Istruzioni:
Ricopia senza alcuna modifica le voci a partire dall'inizio fino alla riga che contiene "[[[698,364],[583,319],[551,347],[543,417],[582,463],[698,463]]]", compresa quest'ultima.

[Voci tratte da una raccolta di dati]
=======

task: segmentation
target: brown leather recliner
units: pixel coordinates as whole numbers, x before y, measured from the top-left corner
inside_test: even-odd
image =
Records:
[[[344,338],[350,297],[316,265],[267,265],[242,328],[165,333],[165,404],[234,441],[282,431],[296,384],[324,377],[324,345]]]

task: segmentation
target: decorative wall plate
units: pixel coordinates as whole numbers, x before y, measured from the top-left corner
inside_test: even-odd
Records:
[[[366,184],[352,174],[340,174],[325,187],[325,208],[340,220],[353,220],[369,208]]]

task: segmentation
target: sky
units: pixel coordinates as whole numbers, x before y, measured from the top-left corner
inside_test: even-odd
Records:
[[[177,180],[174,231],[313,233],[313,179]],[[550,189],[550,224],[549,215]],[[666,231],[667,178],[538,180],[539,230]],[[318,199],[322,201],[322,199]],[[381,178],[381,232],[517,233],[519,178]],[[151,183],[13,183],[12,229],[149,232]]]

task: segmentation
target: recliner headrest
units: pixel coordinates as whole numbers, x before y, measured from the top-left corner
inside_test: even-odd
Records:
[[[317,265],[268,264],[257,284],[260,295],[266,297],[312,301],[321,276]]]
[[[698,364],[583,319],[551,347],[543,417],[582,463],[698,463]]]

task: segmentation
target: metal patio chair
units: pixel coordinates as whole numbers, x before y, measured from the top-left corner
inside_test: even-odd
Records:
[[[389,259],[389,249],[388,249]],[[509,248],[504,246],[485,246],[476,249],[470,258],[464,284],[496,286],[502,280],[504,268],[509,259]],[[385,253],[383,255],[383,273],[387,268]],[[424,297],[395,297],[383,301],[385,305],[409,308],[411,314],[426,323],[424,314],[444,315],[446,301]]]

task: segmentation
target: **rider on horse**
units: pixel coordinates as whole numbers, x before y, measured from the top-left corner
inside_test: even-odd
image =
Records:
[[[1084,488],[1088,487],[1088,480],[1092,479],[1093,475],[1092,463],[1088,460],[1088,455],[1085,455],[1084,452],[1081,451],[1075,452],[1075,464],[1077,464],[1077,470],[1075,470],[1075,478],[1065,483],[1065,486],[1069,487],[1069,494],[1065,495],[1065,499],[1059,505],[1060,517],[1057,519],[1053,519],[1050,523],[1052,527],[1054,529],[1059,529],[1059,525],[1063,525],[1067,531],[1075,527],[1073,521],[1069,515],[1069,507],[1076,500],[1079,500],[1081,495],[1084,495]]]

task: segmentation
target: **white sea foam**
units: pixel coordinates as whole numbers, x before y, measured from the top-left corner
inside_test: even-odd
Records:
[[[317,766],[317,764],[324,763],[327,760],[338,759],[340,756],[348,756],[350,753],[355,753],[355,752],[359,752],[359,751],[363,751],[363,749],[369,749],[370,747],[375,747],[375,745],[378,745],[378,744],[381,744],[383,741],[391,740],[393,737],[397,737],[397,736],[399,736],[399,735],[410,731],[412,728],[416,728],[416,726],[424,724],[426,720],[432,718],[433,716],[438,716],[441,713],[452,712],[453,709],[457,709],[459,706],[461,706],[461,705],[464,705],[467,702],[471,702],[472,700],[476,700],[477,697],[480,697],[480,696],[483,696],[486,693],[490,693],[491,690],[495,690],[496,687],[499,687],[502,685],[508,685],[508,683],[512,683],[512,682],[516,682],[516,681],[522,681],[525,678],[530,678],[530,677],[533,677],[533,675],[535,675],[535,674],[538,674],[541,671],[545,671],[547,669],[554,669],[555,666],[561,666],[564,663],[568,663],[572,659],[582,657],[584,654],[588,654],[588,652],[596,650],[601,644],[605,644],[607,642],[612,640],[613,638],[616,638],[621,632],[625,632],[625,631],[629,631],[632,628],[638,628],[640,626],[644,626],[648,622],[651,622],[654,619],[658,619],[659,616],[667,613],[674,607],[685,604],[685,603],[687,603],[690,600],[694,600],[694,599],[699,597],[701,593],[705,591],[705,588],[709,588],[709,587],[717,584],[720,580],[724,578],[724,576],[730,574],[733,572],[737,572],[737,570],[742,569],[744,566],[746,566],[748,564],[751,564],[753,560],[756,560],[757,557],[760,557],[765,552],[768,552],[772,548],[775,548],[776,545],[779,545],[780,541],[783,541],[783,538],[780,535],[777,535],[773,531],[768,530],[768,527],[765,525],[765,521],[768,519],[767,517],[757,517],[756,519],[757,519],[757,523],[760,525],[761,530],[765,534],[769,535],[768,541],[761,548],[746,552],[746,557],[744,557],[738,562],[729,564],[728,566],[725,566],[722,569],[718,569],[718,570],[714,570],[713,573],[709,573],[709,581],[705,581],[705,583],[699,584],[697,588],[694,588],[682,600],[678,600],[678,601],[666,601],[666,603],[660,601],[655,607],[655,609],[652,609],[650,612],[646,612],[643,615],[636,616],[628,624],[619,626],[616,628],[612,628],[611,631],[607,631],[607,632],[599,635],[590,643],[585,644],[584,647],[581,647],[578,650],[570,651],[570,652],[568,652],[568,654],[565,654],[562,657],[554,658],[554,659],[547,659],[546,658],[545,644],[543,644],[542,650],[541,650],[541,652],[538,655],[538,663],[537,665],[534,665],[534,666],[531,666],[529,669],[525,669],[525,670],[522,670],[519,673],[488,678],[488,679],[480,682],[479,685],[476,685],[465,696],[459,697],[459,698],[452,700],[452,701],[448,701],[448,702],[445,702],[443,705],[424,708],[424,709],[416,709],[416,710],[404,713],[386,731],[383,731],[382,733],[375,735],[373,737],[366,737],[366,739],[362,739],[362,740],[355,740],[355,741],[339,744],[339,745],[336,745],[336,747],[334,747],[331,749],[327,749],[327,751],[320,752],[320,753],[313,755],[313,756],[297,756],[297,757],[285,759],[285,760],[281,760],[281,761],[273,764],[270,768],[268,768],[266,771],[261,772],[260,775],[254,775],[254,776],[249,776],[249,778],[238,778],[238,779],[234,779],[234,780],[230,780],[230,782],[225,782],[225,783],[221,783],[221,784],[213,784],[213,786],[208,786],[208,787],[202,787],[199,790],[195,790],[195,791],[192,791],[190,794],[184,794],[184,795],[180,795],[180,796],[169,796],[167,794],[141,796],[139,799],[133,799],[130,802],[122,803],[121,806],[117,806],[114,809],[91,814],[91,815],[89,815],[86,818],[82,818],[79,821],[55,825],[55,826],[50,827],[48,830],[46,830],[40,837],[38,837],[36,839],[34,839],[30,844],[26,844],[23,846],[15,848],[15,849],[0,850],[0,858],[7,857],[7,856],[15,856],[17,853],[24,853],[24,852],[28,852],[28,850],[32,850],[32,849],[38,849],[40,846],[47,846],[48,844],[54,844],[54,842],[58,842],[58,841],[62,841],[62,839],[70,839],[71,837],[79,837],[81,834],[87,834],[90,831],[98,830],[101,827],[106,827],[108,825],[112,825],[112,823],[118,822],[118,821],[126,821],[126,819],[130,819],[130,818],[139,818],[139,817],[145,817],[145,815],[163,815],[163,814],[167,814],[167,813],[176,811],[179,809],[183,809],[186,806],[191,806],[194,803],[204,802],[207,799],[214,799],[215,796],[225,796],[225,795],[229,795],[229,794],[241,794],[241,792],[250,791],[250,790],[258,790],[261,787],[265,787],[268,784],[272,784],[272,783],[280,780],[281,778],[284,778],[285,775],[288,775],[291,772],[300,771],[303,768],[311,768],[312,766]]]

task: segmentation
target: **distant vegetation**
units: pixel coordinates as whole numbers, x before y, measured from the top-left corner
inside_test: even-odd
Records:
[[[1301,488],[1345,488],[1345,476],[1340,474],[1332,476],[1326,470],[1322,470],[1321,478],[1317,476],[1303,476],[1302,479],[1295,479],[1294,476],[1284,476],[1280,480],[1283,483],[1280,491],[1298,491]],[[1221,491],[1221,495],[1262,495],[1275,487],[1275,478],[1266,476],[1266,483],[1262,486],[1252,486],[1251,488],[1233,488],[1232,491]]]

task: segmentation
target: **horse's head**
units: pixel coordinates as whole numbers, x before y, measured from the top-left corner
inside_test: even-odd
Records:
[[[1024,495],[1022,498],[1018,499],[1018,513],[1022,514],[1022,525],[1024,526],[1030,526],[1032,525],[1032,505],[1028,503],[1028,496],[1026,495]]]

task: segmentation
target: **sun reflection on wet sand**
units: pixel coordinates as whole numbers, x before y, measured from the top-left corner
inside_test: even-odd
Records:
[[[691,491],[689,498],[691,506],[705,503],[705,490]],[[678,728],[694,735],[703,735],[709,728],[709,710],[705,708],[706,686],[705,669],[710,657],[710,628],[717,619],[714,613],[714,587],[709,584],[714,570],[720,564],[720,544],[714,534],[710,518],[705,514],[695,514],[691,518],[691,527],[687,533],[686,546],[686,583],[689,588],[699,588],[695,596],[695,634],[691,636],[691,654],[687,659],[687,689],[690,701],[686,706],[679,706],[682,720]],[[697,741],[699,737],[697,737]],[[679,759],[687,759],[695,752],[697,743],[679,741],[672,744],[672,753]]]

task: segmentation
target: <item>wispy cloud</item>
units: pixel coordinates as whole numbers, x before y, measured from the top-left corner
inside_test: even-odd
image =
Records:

=======

Risposta al compito:
task: segmentation
target: brown leather recliner
units: pixel coordinates as whole numbers, x before y, measured from the top-left corner
inside_test: even-odd
image =
Records:
[[[344,338],[350,297],[316,265],[267,265],[242,328],[165,333],[165,404],[234,441],[282,431],[296,384],[324,377],[324,345]]]

task: segmentation
target: decorative wall plate
units: pixel coordinates as whole numbers, x before y, measured from the top-left corner
inside_test: even-odd
Records:
[[[366,184],[352,174],[340,174],[325,187],[325,208],[340,220],[353,220],[369,208]]]

task: segmentation
target: sky
units: pixel coordinates as whole numbers, x before y, measured from the top-left corner
inside_test: even-odd
Records:
[[[177,180],[174,231],[313,233],[313,179]],[[550,189],[550,224],[549,215]],[[666,231],[667,178],[538,180],[539,230]],[[318,199],[322,201],[322,199]],[[381,178],[381,232],[517,233],[519,178]],[[151,183],[13,183],[12,229],[149,232]]]

task: segmentation
target: recliner headrest
units: pixel coordinates as whole numbers, x before y, measured from the top-left corner
inside_test: even-odd
Records:
[[[317,265],[268,264],[257,284],[260,295],[266,297],[312,301],[321,276]]]
[[[698,364],[583,319],[551,347],[543,417],[582,463],[698,463]]]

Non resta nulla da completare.